■ Task to carry out
Reproduce the entries below exactly, but only from the line containing "Place a point on every instance of the green" to the line containing "Place a point on every instance of the riverbank", inclusive.

#### Data shown ####

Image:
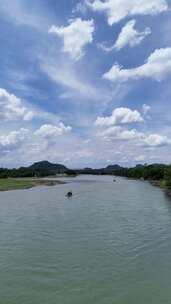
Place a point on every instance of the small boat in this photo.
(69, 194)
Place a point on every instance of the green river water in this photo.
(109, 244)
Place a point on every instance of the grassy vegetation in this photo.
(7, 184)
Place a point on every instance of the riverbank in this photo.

####
#### Data shown ####

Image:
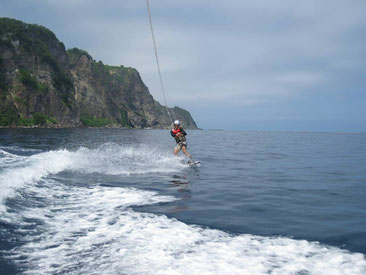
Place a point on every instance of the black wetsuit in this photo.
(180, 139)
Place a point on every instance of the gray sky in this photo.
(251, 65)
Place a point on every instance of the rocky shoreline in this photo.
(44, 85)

####

■ Solved exercise
Place a point on every instance of the green river water in this photo.
(109, 244)
Place a point on every instance of the grassy vegetation in this photo.
(7, 184)
Place a point on every instance of the riverbank in this photo.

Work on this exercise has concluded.